'''

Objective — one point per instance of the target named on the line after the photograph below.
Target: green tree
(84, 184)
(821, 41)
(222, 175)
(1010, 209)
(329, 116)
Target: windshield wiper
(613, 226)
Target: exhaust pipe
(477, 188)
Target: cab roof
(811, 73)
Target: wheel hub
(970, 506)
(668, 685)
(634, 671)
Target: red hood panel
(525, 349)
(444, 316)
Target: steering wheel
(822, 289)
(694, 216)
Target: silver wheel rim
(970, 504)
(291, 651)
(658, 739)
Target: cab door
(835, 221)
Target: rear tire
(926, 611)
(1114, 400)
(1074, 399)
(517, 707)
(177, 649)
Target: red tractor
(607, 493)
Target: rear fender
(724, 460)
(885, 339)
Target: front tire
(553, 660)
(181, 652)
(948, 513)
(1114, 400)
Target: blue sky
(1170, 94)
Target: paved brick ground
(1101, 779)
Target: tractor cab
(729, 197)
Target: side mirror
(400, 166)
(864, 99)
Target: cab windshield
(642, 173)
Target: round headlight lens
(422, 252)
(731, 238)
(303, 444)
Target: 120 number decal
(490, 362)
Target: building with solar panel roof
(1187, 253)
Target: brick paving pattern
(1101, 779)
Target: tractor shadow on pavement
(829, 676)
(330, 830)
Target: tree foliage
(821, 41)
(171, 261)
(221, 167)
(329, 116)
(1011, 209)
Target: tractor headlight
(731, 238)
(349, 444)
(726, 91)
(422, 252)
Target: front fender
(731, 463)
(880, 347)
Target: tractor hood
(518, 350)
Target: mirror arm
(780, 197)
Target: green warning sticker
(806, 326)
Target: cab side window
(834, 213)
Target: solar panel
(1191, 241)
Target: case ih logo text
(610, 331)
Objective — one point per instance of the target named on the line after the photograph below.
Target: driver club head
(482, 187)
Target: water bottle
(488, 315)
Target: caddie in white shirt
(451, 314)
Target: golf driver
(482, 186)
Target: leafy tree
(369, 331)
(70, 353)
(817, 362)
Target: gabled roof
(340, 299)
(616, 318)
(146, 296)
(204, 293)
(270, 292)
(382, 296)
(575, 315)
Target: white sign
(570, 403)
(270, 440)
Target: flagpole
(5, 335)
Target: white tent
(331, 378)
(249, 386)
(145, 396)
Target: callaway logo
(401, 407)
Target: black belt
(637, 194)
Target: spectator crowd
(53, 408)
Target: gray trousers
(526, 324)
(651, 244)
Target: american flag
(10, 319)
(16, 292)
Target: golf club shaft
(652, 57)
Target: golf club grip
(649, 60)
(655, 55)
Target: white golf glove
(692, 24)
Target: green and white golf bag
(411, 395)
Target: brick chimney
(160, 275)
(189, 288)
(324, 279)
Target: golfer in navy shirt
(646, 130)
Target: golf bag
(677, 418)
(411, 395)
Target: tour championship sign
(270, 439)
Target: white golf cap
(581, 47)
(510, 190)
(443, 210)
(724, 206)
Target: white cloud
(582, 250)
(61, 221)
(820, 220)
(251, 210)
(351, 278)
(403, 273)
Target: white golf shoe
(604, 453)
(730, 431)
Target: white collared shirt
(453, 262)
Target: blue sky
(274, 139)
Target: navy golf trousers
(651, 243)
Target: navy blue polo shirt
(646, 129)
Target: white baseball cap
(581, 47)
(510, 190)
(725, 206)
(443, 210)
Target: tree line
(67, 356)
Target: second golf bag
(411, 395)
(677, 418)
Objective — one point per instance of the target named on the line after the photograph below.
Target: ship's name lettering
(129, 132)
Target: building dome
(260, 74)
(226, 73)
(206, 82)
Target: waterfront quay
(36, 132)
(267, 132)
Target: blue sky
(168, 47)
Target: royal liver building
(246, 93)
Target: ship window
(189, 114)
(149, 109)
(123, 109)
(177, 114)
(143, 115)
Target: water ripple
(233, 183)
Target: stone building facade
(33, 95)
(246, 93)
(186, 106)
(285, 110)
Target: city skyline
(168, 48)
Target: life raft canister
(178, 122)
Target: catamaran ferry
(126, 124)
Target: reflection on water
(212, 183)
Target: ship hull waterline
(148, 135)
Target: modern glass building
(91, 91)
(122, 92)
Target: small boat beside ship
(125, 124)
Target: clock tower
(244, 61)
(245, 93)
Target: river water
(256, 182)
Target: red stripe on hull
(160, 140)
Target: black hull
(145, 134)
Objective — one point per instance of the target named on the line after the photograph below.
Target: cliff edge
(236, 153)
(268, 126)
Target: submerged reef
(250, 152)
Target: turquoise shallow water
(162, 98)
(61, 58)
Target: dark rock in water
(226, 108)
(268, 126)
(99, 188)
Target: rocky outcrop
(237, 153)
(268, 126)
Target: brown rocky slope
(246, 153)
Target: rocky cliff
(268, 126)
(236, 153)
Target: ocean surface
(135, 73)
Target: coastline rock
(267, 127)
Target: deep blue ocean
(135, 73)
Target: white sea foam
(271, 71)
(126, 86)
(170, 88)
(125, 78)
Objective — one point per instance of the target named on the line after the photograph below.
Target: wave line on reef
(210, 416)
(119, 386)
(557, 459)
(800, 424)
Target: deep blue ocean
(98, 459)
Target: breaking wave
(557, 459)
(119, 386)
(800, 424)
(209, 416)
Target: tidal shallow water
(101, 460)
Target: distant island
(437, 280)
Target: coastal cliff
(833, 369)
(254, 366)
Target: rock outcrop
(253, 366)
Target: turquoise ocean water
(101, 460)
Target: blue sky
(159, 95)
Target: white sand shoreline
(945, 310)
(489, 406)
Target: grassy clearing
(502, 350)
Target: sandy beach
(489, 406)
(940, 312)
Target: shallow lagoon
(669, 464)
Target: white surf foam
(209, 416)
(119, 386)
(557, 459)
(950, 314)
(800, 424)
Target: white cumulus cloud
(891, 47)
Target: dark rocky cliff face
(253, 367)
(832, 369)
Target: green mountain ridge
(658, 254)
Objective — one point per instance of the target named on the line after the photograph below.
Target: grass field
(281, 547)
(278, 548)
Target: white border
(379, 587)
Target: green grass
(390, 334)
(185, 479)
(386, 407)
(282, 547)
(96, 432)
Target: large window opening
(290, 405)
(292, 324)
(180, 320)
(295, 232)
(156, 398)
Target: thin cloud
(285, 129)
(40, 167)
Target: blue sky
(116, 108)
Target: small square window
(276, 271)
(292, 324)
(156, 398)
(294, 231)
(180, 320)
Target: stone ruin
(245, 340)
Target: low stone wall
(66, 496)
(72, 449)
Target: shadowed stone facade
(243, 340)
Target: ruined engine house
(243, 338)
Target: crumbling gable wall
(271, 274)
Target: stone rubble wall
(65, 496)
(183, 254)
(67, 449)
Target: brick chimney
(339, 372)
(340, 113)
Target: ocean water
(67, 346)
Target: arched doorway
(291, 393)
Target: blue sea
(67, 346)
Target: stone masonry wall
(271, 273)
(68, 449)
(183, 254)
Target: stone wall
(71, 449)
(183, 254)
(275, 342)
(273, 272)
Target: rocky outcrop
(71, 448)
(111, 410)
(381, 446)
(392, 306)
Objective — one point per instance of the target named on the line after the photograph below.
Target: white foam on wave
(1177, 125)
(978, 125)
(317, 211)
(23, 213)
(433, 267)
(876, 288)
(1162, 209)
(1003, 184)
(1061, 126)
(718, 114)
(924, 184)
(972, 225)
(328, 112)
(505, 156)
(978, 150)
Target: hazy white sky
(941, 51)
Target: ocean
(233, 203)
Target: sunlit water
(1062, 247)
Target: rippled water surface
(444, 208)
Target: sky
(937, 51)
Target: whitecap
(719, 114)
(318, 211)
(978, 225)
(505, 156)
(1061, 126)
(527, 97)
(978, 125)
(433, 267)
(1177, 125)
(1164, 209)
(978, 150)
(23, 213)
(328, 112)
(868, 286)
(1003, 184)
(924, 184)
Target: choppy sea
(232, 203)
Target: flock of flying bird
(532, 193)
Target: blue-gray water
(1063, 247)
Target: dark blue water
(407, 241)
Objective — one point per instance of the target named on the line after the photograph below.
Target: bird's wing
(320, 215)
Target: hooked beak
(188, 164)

'''

* **WHAT NEEDS TO BE DONE**
Write out the material again, starting at the line that has "Target: rippled water surface" and stopping after the line that has "(1063, 247)". Switch "choppy sea" to "rough sea" and leave everything else unchanged.

* **COMPLETED TASK**
Target: rippled water surface
(444, 208)
Target: sky
(937, 51)
Target: whitecap
(719, 114)
(318, 211)
(978, 225)
(505, 156)
(1061, 126)
(527, 97)
(978, 125)
(433, 267)
(1177, 125)
(1164, 209)
(978, 150)
(23, 213)
(328, 112)
(868, 286)
(1003, 184)
(924, 184)
Target: rough sea
(232, 203)
Target: flock of flying bird
(532, 193)
Target: blue-gray water
(1063, 247)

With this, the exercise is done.